PASAJE DE ORIGEN.

= = = =

Reportaje de la revista Regards sobre la ocupación de fincas en Extremadura en marzo de 1936 con fotos de David Seymour «Chim» /Magnum (foto: ARMHEX)

El dato más preciso sobre la desigualdad de la propiedad de la tierra en España lo ofreció el ministro de Hacienda en 1936: el 1,25 % de los contribuyentes disponía, al menos, de más del 40 % de la riqueza según el catastro realizado mayoritariamente en las provincias latifundistas (Gabriel Franco, Diario de Sesiones, 7 de mayo 1936). La concentración de la propiedad/explotación de la tierra generaba un orden social necesitado de la Guardia Civil, que amparaba relaciones de dependencia y llevaba aparejados bajos niveles de consumo y otras carencias, la principal de ellas la estabilidad institucional. Es sabido que la gran explotación expulsa empleo mientras que la pequeña lo absorbe: no es extraño que el 67 % del paro forzoso se concentrara en las provincias latifundistas. ¿Podría aminorarlo la reforma agraria?

Dar respuesta a esta y otras preguntas es lo que he pretendido con La tierra es vuestra (Robledo, 2022) que dedica una parte importante al análisis de la evolución sociopolítica de la República a través de la conflictividad rural. Desde esa perspectiva se comprende mejor el cambio de una reforma en el corto plazo, como proponía la Comisión Técnica Agraria (CTA), a otra de medio plazo en el verano de 1931. Ante la creciente conflictividad en Andalucía desde el invierno de 1930, se proclamó el estado de guerra en mayo. Y para sostener el orden público, en vez de reforma, se optó por obras municipales para aminorar el desempleo estructural: 315 millones de pts. (los gastos del Estado rondaban los 4.000 millones) para invertir en el segundo semestre del año. Sánchez Román, presidente de la CTA, se sintió desautorizado por la orientación presupuestaria y dimitió el 4 de agosto. La reforma entró en un camino más reglamentista que no impidió asentar temporalmente a unos 40.000 yunteros en Extremadura en 1933-1934.

= = = =

PROBLEMA A. Selecciona todas las líneas del listado que contengan la cadena "tree", distinguiendo entre mayúsculas y minúsculas.

= = = =

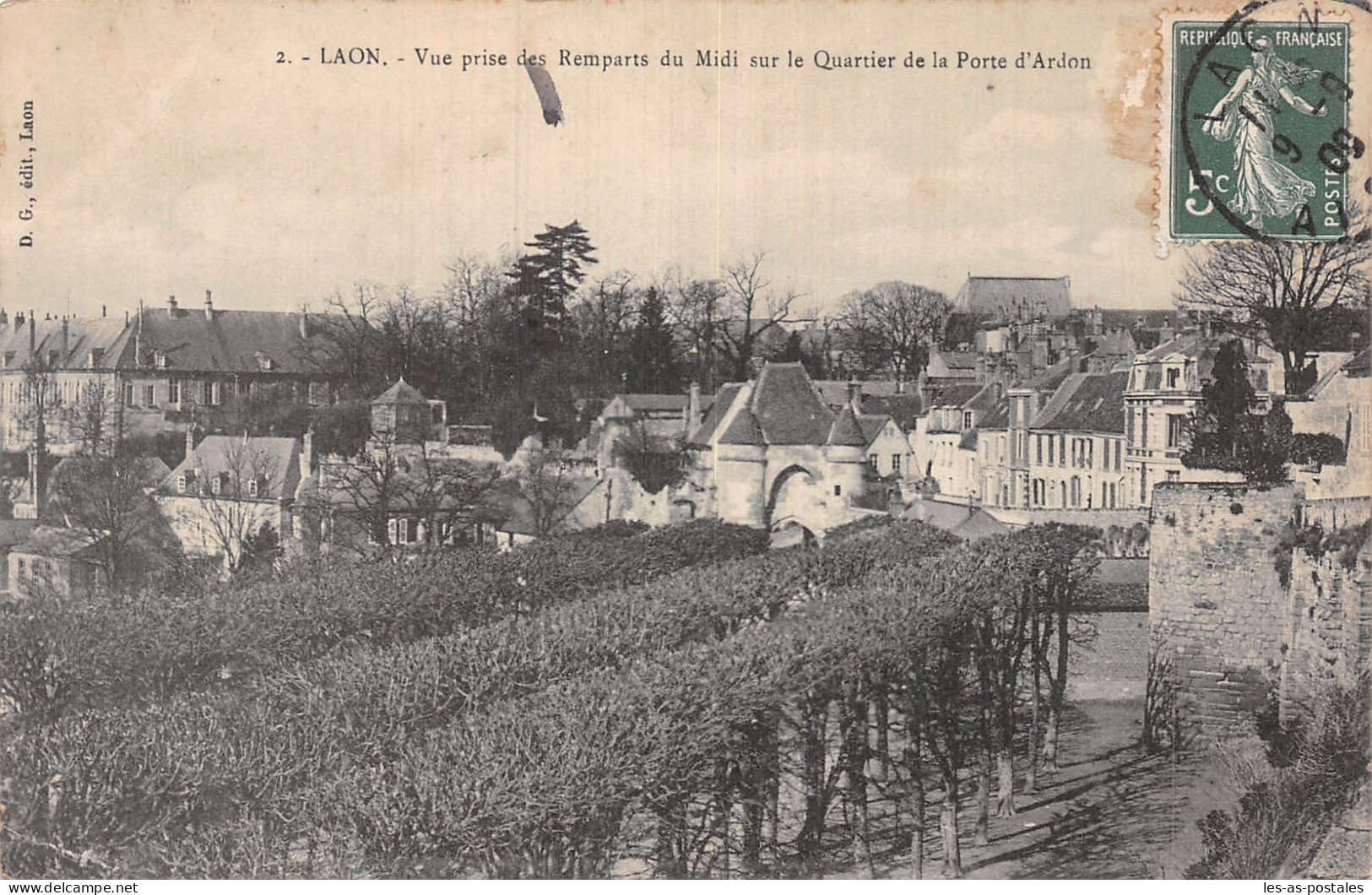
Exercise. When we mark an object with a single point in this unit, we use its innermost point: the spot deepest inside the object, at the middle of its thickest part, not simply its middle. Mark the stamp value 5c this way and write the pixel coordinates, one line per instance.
(1258, 140)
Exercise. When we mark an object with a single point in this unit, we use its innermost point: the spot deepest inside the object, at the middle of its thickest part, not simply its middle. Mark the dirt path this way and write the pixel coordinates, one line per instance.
(1108, 813)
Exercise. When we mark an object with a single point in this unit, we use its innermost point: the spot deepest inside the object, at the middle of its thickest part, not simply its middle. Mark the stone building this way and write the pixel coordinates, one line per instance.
(770, 453)
(226, 491)
(1163, 394)
(160, 370)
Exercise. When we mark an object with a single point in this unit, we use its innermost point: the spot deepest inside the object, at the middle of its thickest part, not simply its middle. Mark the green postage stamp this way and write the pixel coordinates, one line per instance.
(1260, 138)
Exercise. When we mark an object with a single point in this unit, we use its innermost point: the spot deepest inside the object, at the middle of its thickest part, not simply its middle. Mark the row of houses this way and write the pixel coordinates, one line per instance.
(1090, 434)
(151, 371)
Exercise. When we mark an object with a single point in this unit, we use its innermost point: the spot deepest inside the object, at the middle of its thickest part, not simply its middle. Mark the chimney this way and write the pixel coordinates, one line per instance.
(36, 482)
(307, 453)
(693, 414)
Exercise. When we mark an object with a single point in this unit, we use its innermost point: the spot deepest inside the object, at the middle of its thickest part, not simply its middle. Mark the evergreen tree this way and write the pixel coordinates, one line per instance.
(652, 350)
(546, 279)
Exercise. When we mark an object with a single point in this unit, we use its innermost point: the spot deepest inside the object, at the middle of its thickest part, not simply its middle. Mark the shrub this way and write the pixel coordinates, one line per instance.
(1284, 811)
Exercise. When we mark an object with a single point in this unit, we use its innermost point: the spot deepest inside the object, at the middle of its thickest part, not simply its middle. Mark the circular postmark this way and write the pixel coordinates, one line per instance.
(1258, 149)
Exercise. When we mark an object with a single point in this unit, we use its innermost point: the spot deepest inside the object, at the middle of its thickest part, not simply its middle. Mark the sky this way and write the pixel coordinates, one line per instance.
(175, 154)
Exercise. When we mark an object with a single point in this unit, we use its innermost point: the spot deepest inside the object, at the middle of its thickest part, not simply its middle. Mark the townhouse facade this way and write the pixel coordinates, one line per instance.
(155, 371)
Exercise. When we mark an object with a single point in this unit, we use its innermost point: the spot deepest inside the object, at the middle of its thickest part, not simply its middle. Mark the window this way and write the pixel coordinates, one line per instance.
(1176, 430)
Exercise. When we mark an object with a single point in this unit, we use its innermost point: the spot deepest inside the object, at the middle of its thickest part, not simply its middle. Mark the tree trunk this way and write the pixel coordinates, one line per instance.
(882, 708)
(812, 833)
(948, 828)
(854, 724)
(1006, 783)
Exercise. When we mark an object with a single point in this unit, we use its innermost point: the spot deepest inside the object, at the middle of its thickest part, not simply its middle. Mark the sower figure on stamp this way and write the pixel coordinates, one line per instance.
(1264, 187)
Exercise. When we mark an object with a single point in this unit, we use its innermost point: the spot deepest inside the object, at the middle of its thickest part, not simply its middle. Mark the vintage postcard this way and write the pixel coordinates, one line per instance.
(697, 440)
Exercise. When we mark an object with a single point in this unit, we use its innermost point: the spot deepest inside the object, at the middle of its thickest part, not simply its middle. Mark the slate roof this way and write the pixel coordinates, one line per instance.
(1020, 298)
(744, 430)
(401, 393)
(1087, 404)
(274, 458)
(952, 396)
(652, 403)
(84, 334)
(226, 342)
(788, 407)
(15, 531)
(847, 430)
(718, 410)
(955, 360)
(834, 392)
(1357, 366)
(58, 542)
(992, 407)
(871, 425)
(902, 408)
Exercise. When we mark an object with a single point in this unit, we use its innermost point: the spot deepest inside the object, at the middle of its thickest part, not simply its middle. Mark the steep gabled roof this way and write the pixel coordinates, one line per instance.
(871, 425)
(274, 462)
(788, 407)
(59, 542)
(84, 335)
(401, 393)
(718, 410)
(225, 341)
(847, 431)
(1087, 404)
(742, 430)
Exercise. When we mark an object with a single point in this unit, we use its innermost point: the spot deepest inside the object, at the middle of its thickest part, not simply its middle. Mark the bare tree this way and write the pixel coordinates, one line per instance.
(237, 496)
(107, 498)
(549, 484)
(1282, 293)
(753, 307)
(391, 480)
(895, 323)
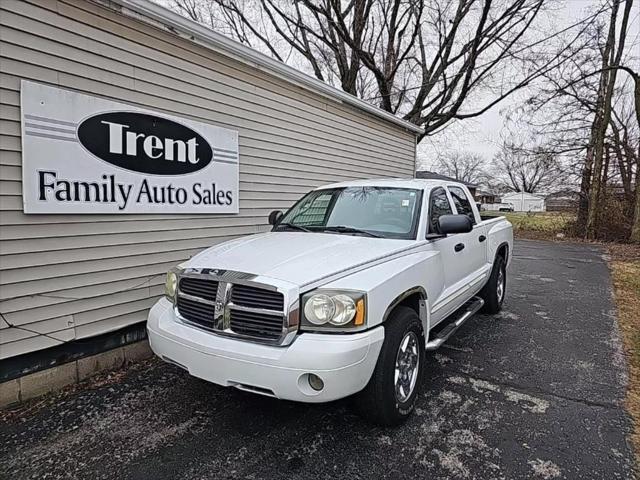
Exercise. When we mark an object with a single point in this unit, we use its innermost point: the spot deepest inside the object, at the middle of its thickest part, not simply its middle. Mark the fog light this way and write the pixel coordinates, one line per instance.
(315, 382)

= = = =

PROBLEMA B. Según el pasaje, ¿qué porcentaje del paro forzoso se concentraba en las provincias latifundistas?

RESPUESTA COMPLETA A.
Exercise. When we mark an object with a single point in this unit, we use its innermost point: the spot deepest inside the object, at the middle of its thickest part, not simply its middle. Mark the evergreen tree this way and write the pixel coordinates, one line per instance.
Exercise. When we mark an object with a single point in this unit, we use its innermost point: the spot deepest inside the object, at the middle of its thickest part, not simply its middle. Mark the tree trunk this way and write the pixel coordinates, one line per instance.
Exercise. When we mark an object with a single point in this unit, we use its innermost point: the spot deepest inside the object, at the middle of its thickest part, not simply its middle. Mark the bare tree this way and write the pixel coordinates, one line per instance.

RESPUESTA COMPLETA B. El 67 % del paro forzoso se concentraba en las provincias latifundistas.